[SPOIL]Une histoire de surestimation.
**Critique sans Spoil dans le lien donné plus bas**
On surestime souvent le cinéma "d'Auteur", surtout s'il fait partie , même de très loin, du Dogme95. Un film tourné en 35 mm dans le business garantit quasiment des louanges aveugles.
Voilà où était ma crainte avant que le film se lance. Avec Festen comme seul échelle d'évaluation possible, j'ai surestimé les obstacles : psychologie des personnages poussée dans une intrigue finalement simplette, quelques coups de violence, longs silences. Tout ça jeté dans l'oeil du spectateur qui devra trouver la bonne référence biblique du moindre éclairage
Or, tout au long du film, ces obstacles sont devenus des outils, et ne sont finalement que des arguments providentiels pour le réac qui sommeille en chacun de nous.
Maintenant, regardez la balise de cette critique. Vous savez à quoi vous attendre.
Le film narre l'histoire de Lucas, un animateur de jardin d'enfants divorcé qui refait tranquillement sa vie. Tout pourrait se passer à merveille si Klara, une des fillettes du centre, n'invente littéralement de toutes pièces un abus sexuel. Littéralement, car le début du film semble être le puzzle que Klara décide de résoudre : un baiser, des images pornographiques, un homme : le mensonge est tout trouvé. Pourquoi ce mensonge ? On ne le saura jamais, et parfois c'est bien de ne pas tout expliquer. Désir d'attention ? Réelle haine ?
En tout cas, l'intrigue n'est pas sans rappeler l'affaire d'Outreau : la parole des enfants est on ne peut plus sacrée. Sauf que là, c'est encore plus fort : Klara semble avoir fédéré ses camarades autour d'elle, et une machine folle se lance sous nos yeux : Interprétations exagérées des parents du moindre fait, rumeurs, compassion, puis refoulement de l'étranger, qui voit ses soutiens diminuer de plus en plus. On s'y croirait, tout simplement. On se demande même si Klara n'a pas raison et qu'à la fin, ses accusations se voient vraies (ç'aurait été énorme). Du coup, on regarde les yeux de Lucas et on voit ce qui à l'air d'une réplique banale donne une clé de la narration( c'est un rien, mais compréhensible vu le début du film) La descente aux enfers de Lucas donne une solide première partie au film.

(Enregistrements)
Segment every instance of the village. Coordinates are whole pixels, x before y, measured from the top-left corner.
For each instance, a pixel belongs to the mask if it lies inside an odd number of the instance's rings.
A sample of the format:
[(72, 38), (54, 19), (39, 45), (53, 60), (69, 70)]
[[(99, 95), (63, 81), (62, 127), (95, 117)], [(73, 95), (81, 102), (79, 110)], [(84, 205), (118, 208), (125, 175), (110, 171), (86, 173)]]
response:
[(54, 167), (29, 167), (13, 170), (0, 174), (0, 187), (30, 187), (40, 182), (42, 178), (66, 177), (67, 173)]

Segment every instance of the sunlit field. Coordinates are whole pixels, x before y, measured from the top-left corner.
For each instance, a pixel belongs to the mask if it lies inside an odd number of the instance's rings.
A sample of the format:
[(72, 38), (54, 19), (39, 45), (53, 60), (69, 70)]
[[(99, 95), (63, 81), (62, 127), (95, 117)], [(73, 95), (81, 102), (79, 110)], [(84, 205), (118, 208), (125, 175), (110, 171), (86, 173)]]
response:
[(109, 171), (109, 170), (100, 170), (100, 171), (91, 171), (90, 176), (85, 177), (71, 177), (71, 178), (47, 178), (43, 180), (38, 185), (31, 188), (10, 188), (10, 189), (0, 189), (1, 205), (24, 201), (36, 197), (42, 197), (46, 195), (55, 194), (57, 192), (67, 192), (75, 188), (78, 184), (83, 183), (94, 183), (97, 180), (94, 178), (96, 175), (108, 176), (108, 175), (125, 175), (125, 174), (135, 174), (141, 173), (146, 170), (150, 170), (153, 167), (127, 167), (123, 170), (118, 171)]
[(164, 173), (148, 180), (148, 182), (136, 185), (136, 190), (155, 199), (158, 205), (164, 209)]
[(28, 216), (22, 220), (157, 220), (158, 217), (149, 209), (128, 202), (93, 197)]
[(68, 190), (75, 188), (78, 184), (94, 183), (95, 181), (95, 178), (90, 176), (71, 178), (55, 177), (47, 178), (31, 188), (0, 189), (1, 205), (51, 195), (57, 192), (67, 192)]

§ **CONSIGNE DONNÉE A**
Dans les enregistrements, renommez « mask » en « region » sur la portion qui commence à la ligne contenant « Segment every instance of the sunlit » et se termine à la fin des enregistrements. Redonnez uniquement cette portion, sans rien changer d'autre.
§ **CONSIGNE DONNÉE B**
Prolongez la critique du film sur Lucas et Klara à partir de l'endroit où elle s'arrête.

§ **RÉPONSE RÉDIGÉE A**
Segment every instance of the sunlit field. Coordinates are whole pixels, x before y, measured from the top-left corner.
For each instance, a pixel belongs to the region if it lies inside an odd number of the instance's rings.
A sample of the format:
[(72, 38), (54, 19), (39, 45), (53, 60), (69, 70)]
[[(99, 95), (63, 81), (62, 127), (95, 117)], [(73, 95), (81, 102), (79, 110)], [(84, 205), (118, 208), (125, 175), (110, 171), (86, 173)]]
response:
[(109, 171), (109, 170), (100, 170), (100, 171), (91, 171), (90, 176), (85, 177), (71, 177), (71, 178), (47, 178), (43, 180), (38, 185), (31, 188), (10, 188), (10, 189), (0, 189), (1, 205), (24, 201), (36, 197), (42, 197), (46, 195), (55, 194), (57, 192), (67, 192), (75, 188), (78, 184), (83, 183), (94, 183), (97, 180), (94, 178), (96, 175), (108, 176), (108, 175), (125, 175), (125, 174), (135, 174), (141, 173), (146, 170), (150, 170), (153, 167), (127, 167), (123, 170), (118, 171)]
[(164, 173), (148, 180), (148, 182), (136, 185), (136, 190), (155, 199), (158, 205), (164, 209)]
[(28, 216), (22, 220), (157, 220), (158, 217), (149, 209), (128, 202), (93, 197)]
[(68, 190), (75, 188), (78, 184), (94, 183), (95, 181), (95, 178), (90, 176), (71, 178), (55, 177), (47, 178), (31, 188), (0, 189), (1, 205), (51, 195), (57, 192), (67, 192)]

§ **RÉPONSE RÉDIGÉE B**
La deuxième partie du film commence selon moi quand Marcus, le fils de Lucas, vient à la rencontre d'un Lucas encore plus casanier qu'au début du film. Peu de temps après, Lucas est arrêté et on comprend bien l'ampleur des dégâts : l'ère de la violence a tout simplement commencé. Elle est morale, bien évidemment, mais aussi physique, avec quelques marrons que l'on a peur de ressentir. Et même un Lucas innocenté fait l'unanimité contre lui. J'ai tout simplement adoré la scène du supermarché, totalement imprévisible.
Et puis, Noël arrive, l'heure des pardons, dit-on. Dans un film à l'ambiance et aux mœurs internes assez catholiques, c'est dans une église qu'on nous prend définitivement aux tripes, avec tous les éléments réunis pour nous tenir en haleine. Une sorte de Mexican Standoff psychologique qui fonctionne à merveille, qui sera déterminant dans l'intrigue.
L'épilogue semble d'abord scandaleux : Tout le monde est gentil avec tout le monde, comme si rien ne s'était passé. Mais la toute fin rattrape le coup, posant beaucoup de question sur l'après-film, peut-être un peu trop.
Le jeu d'acteur est génial, la photographie et la sonographie apportent beaucoup au film. Beaucoup de moments savent nous surprendre grâce à la coopération technique.
Bref, un grand coup de cœur, tout simplement. J'aurais pas vu beaucoup de films "sérieux" dans ma vie, mais en ne les sur-estimant moins, je les trouve paradoxalement bien plus savoureux. La Chasse est un film simple, en définitive, mais qui fourmille de détails.
BONUS :
J'ai remarqué plusieurs ressemblances avec The Walking Dead, le jeu :
-Lucas = Lee. Perso principal qui n'est pas forcément bon ou mauvais. Mais en tout cas, il est controversé
-Klara = Clémentine. Une petite fille pas si innocente que ça, qui provoque directement des troubles, mais parfois sans le vouloir. Le héros y est très attaché.
-L'ami de Lucas = Kenny. Très attaché à sa famille. Il est amical, mais quand il est à bout, il se met des œillères
-La copine de Lucas = Katjaa. Elle semble amicale et solide, mais au moment où on s'y attend le moins ça dérape.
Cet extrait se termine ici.